Please set down, exactly, the line with "Exercise. Spot the woman's left" and all lines that follow it through the end of the records below.
*** Begin section ***
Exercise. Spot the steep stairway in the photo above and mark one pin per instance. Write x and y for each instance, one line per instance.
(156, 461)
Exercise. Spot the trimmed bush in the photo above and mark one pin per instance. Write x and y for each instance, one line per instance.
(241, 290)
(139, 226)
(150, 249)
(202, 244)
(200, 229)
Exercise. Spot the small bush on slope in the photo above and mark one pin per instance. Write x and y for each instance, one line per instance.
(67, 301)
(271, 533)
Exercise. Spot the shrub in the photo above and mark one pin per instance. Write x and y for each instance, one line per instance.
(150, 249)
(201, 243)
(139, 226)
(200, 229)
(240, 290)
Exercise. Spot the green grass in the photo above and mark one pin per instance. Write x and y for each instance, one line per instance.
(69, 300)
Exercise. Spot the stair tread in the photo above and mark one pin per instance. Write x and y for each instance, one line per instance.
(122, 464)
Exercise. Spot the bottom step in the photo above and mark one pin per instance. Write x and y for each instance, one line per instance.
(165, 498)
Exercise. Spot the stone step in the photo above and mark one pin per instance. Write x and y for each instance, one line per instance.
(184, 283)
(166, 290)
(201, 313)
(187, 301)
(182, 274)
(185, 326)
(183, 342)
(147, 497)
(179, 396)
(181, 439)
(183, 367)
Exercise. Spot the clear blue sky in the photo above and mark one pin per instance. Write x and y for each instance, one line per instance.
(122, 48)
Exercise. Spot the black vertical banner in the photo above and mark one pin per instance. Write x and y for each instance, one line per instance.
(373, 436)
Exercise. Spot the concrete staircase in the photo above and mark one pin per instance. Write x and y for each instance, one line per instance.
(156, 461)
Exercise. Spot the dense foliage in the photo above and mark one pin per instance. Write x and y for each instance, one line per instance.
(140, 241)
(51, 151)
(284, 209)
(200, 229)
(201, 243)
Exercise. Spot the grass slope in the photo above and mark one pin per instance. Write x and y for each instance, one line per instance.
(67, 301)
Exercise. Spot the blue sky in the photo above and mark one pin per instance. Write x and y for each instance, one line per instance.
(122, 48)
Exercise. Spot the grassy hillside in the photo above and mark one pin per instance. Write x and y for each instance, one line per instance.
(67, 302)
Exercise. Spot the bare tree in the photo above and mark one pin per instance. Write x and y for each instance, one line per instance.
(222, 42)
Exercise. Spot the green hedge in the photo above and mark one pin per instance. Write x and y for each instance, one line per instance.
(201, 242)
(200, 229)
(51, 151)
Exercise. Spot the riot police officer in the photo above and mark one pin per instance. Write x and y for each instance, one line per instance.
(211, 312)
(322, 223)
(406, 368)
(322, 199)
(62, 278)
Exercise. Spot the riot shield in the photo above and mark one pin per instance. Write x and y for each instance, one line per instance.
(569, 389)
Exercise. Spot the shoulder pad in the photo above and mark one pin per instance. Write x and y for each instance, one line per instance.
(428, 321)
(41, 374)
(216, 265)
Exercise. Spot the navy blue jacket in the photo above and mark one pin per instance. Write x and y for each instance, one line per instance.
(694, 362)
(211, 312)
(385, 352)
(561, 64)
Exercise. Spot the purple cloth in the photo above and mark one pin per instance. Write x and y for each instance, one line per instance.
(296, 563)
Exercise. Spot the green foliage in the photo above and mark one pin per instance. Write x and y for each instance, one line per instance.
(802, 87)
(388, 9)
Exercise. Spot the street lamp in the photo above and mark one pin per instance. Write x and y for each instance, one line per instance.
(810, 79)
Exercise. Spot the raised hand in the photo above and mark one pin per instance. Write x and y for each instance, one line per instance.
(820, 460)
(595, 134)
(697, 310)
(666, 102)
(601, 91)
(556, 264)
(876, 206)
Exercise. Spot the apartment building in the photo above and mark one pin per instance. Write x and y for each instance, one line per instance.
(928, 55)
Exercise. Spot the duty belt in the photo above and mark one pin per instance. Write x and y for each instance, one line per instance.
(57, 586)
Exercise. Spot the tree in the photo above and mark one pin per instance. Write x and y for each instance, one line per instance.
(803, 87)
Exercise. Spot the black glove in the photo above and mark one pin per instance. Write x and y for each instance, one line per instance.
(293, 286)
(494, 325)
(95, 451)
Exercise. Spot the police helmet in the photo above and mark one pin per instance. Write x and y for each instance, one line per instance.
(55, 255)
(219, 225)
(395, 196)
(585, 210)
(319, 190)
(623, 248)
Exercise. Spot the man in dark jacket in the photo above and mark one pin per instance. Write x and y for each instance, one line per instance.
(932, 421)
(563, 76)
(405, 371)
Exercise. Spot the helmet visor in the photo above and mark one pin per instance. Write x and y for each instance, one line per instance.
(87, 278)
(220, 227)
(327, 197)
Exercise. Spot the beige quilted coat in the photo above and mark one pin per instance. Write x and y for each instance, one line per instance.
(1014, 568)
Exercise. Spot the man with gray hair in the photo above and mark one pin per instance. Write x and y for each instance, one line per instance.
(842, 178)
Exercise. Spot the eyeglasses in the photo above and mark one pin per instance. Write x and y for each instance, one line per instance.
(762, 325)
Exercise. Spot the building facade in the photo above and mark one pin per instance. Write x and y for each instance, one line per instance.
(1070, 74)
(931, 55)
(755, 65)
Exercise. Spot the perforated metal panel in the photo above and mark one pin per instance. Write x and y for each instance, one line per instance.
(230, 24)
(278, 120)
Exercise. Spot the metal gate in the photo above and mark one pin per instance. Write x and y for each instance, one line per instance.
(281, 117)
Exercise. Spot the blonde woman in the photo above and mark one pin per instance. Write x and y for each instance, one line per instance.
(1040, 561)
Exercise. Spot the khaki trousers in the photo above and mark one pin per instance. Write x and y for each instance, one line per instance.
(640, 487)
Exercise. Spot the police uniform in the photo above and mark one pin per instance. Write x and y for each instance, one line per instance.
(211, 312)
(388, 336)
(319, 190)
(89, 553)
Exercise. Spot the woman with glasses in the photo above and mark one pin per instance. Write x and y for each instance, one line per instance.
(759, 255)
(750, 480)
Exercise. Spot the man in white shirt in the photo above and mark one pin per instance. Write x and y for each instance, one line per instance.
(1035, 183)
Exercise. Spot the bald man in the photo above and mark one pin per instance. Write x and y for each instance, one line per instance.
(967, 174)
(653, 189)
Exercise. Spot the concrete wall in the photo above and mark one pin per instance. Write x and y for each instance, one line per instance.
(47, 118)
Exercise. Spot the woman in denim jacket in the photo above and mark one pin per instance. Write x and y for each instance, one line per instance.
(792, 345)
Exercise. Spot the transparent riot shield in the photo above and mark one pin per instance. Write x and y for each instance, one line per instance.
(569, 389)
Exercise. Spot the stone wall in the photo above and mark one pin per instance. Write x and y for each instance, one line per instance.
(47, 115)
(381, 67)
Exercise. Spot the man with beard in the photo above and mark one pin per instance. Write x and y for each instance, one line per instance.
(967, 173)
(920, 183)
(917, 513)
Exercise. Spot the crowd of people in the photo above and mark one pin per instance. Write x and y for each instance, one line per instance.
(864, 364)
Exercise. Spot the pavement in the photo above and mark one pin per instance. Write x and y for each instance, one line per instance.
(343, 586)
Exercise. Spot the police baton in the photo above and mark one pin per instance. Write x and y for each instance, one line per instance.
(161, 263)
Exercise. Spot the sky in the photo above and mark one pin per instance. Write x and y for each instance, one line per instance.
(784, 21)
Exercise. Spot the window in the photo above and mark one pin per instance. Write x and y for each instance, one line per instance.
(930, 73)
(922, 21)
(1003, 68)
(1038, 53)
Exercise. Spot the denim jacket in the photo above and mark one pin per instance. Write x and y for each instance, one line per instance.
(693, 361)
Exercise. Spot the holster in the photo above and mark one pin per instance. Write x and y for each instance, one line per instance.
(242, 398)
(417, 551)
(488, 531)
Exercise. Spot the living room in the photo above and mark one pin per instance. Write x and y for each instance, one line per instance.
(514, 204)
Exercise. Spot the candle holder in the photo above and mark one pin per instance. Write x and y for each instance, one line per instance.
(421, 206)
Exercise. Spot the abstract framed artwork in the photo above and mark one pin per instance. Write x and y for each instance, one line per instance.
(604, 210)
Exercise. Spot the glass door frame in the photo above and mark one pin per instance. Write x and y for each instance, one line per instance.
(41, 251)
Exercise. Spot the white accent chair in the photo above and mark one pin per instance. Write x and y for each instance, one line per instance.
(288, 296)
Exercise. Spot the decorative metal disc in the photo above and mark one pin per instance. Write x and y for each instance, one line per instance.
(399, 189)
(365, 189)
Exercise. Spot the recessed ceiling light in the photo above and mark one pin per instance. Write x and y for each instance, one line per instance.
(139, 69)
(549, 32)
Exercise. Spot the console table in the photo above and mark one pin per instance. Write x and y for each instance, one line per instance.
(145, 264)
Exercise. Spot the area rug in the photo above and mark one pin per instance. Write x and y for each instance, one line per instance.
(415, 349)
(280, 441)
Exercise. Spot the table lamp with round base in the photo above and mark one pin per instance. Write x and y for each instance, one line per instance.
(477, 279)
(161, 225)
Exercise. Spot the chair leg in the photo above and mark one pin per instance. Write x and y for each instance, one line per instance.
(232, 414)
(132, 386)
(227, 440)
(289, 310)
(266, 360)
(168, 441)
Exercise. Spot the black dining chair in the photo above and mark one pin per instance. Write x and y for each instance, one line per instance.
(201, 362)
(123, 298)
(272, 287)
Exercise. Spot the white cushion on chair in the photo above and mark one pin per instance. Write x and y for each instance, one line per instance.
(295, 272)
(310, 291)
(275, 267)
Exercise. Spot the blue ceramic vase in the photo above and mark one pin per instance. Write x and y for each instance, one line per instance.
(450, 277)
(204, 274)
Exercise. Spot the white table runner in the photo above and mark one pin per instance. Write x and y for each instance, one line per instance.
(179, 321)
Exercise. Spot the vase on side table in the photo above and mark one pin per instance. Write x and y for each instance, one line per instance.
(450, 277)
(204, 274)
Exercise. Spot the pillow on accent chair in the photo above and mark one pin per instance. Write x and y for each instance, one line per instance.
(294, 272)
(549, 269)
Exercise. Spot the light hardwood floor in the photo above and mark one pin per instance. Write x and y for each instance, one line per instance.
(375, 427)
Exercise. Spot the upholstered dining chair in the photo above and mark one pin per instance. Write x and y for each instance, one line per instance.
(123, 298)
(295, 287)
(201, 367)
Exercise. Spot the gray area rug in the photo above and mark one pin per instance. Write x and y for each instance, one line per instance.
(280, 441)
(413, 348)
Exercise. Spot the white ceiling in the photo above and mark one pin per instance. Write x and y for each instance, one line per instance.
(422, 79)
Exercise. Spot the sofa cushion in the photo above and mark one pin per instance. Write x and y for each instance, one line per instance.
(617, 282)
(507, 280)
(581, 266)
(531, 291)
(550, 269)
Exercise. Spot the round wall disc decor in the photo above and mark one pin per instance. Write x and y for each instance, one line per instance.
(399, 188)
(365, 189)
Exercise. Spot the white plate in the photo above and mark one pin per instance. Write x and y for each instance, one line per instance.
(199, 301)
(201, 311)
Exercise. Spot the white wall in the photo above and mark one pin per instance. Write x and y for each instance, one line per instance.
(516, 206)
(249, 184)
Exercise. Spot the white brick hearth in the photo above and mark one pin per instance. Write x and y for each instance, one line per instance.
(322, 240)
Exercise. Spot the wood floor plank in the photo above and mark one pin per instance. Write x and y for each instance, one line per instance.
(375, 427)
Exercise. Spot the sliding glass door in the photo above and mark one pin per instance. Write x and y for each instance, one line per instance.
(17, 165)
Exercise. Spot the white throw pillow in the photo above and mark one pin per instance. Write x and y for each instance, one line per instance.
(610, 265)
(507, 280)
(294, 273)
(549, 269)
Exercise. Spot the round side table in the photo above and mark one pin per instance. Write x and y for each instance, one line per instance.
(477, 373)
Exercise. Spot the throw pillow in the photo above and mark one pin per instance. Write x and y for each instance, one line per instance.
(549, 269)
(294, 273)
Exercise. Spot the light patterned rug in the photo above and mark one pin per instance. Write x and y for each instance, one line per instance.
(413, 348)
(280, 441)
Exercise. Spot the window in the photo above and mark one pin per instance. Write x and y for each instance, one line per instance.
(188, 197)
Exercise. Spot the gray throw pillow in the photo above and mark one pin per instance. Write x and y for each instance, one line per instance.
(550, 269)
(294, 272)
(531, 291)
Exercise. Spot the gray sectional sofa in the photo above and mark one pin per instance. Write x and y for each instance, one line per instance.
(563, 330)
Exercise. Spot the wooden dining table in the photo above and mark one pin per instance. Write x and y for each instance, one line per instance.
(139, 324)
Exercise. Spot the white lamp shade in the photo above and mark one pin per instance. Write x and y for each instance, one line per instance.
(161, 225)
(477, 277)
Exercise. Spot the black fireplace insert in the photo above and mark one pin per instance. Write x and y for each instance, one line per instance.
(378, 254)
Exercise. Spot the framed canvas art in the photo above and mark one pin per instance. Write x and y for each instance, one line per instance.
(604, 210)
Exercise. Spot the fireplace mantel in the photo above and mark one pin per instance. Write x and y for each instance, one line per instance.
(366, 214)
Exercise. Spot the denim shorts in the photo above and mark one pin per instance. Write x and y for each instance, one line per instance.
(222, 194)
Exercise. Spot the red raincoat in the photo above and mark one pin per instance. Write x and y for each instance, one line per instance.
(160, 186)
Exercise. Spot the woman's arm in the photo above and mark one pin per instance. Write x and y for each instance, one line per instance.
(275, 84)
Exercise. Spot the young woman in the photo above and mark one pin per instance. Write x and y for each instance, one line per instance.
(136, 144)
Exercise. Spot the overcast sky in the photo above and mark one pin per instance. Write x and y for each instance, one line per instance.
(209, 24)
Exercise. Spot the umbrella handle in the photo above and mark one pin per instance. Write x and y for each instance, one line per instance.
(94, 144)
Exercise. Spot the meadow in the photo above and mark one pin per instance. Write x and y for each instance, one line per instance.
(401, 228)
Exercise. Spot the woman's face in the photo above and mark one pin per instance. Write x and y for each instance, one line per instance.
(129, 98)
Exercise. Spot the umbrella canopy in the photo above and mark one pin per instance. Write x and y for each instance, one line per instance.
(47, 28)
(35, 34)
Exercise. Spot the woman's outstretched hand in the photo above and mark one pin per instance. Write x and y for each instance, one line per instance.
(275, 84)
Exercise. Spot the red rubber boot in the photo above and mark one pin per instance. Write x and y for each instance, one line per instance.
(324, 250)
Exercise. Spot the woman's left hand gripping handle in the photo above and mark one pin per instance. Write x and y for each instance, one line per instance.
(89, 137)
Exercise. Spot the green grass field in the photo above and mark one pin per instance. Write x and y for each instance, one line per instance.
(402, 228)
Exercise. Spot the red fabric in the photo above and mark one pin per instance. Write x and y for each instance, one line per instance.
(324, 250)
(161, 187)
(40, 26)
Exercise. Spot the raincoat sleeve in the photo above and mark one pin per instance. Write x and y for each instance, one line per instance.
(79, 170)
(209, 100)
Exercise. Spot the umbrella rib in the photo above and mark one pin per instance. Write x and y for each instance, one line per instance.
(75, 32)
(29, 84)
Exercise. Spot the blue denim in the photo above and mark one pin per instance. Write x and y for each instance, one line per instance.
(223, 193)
*** End section ***
RESULT FOR THIS EXERCISE
Exercise. Spot the woman's left hand gripping handle in the photo above and mark one pin per instance. Write x and y for each instance, one line per instance.
(89, 137)
Exercise. Spot the green grass field in the photo above and mark one pin per instance. Write x and y for each instance, one line per instance.
(402, 228)
Exercise. Spot the red fabric in the photo above and mark one pin per instance. Write x and y for each instance, one line per instance.
(324, 250)
(161, 187)
(40, 26)
Exercise. Spot the raincoat sleeve in the photo above and mark one pin per instance. Write x and y for each instance, one line per instance.
(79, 170)
(209, 100)
Exercise. Spot the umbrella rib in the photo above and mark one pin per instance. Write x and y for each instance, one line per instance.
(75, 32)
(29, 84)
Exercise. Spot the blue denim in the photo above and mark one pin per instance. Write x and y for each instance, one line per instance.
(223, 193)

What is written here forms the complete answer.